Supplied passage
--- Start ---
It's the get away with about anything that bit me in the butt hard. On another website a person went to there bank after having my product for almost 2 months and claimed unauthorized payment. Paypal refunded the money. He has the cash, my product and on top of that posted a for sale ad Friday with my product front and center. Paypal says they can do nothing because his bank requested the funds, and would not accept e-mails and pm's as proof he indeed purchased the items. So I'm going back to postal money orders or cashiers' checks just like the old days. My loss was $1060.00 and those hits hurt alot.


----------



## Ranitomeya (Nov 11, 2012)

Did you ship the product to him? I would think that a shipping manifest and requesting that a signature be given when the delivery is accepted could prevent such a case of theft or be used as evidence.


----------



## Newflvr (Nov 11, 2012)

Ranitomeya said:


> Did you ship the product to him? I would think that a shipping manifest and requesting that a signature be given when the delivery is accepted could prevent such a case of theft or be used as evidence.


Sent express mail and if you couldn't guess " His proof of signature sent by e-mail after recieving" could not be accepted as proof. My reply to paypal over all this was " ARE YOU SERIOUS!!!???".


----------



## Ranitomeya (Nov 11, 2012)

That's quite unbelievable, I'm glad I've never had such an experience. Perhaps you could have them contact the shipping service used so that they can obtain the proof directly? They probably don't accept emails as proof because it is possible to falsify them.


----------



## Newflvr (Nov 11, 2012)

Ranitomeya said:


> That's quite unbelievable, I'm glad I've never had such an experience. Perhaps you could have them contact the shipping service used so that they can obtain the proof directly? They probably don't accept emails as proof because it is possible to falsify them.


Well believe it. After 4 very long calls with paypal offering many forms and ways to provide proof that this was bogus. The reply was still their bank requested the funds and nothing we can do about it ( SORRY ). I have used them for a long time and would of never guessed that they would turn their head to platant fraud. So old school payment methods are the way to go. Thanks for all replys and thought processes.


----------
--- End ---
Jobs
• a. In the forum thread, which payment methods does the seller say they are going back to?
• b. Output the stretch of the forum thread from "It's the get" through "hits hurt alot.".
You won't need the entries.

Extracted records
--- Start ---
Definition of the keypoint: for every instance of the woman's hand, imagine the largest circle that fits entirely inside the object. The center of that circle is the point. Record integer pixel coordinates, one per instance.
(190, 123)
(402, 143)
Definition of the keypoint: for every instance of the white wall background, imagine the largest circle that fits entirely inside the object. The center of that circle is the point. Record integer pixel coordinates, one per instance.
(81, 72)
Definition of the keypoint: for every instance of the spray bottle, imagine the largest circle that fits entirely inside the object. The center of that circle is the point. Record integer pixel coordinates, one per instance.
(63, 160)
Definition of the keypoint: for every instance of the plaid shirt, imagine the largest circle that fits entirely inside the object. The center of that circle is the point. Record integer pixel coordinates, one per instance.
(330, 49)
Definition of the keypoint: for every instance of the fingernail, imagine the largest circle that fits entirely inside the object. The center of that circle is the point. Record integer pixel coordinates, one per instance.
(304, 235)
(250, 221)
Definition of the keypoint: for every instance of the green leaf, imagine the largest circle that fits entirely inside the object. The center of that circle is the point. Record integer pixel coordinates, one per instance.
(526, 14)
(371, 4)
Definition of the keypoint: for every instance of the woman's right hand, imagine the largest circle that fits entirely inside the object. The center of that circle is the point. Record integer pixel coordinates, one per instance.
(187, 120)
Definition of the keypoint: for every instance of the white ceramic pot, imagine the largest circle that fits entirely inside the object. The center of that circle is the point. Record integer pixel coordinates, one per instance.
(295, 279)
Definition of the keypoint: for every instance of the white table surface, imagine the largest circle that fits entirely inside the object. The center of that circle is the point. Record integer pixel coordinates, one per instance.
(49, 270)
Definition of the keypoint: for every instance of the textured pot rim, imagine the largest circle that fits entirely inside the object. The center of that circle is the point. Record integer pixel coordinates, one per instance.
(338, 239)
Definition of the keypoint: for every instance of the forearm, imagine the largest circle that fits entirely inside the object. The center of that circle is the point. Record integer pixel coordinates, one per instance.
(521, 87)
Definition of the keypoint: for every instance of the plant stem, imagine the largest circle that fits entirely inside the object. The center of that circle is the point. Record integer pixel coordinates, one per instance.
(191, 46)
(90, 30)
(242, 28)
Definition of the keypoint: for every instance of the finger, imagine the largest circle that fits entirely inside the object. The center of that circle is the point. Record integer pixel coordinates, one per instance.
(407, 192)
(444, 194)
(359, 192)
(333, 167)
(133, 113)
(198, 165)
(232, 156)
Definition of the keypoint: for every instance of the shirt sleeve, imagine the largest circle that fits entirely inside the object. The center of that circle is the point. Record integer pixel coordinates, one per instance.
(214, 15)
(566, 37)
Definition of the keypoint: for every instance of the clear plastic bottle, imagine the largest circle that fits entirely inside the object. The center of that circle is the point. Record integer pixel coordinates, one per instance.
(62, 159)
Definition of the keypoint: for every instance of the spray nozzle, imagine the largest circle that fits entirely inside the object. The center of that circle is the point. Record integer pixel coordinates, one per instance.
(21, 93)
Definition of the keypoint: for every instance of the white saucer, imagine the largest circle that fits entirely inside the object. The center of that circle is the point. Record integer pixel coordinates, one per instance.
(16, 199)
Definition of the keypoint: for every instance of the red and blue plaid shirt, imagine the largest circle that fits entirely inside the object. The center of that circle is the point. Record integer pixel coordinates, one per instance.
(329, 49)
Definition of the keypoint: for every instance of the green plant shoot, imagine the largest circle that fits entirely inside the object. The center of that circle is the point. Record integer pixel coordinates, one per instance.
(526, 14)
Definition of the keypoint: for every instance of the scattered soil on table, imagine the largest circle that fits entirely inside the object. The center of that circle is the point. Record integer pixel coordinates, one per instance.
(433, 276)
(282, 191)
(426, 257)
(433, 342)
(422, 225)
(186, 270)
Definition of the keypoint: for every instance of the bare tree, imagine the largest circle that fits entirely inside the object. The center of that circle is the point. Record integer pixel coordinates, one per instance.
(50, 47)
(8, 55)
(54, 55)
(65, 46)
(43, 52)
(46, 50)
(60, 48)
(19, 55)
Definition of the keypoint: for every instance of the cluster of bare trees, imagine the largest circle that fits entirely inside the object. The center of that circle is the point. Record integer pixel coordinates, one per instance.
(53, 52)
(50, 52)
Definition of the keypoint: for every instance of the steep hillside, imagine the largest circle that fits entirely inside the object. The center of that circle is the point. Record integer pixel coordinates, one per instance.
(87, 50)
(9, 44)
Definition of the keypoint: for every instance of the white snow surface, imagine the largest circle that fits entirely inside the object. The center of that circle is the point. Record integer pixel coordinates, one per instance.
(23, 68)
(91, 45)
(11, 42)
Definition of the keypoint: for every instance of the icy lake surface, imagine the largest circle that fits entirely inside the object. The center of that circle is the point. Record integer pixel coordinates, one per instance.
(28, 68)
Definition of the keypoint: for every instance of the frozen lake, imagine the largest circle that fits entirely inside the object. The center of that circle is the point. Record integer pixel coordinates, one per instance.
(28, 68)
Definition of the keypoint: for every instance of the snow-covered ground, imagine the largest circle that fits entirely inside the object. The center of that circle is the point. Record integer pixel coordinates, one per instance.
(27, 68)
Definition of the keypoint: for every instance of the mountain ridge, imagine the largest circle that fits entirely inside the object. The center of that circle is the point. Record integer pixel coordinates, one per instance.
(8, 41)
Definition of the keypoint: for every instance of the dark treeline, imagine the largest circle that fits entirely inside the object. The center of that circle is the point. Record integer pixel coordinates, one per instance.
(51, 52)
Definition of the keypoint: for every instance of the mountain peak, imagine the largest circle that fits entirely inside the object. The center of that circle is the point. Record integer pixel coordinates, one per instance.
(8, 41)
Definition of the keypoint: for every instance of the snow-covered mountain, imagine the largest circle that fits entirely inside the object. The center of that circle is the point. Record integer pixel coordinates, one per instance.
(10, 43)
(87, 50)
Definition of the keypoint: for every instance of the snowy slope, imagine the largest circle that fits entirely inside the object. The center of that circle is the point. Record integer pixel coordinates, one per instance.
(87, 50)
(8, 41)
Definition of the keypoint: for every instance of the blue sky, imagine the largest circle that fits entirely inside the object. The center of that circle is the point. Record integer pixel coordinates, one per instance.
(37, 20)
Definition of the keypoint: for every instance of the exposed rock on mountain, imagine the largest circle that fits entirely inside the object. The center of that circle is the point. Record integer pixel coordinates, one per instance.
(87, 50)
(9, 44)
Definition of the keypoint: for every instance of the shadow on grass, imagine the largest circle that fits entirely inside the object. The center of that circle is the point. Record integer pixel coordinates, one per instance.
--- End ---
Exercise solutions
• a. Postal money orders or cashiers' checks.

• b.
It's the get away with about anything that bit me in the butt hard. On another website a person went to there bank after having my product for almost 2 months and claimed unauthorized payment. Paypal refunded the money. He has the cash, my product and on top of that posted a for sale ad Friday with my product front and center. Paypal says they can do nothing because his bank requested the funds, and would not accept e-mails and pm's as proof he indeed purchased the items. So I'm going back to postal money orders or cashiers' checks just like the old days. My loss was $1060.00 and those hits hurt alot.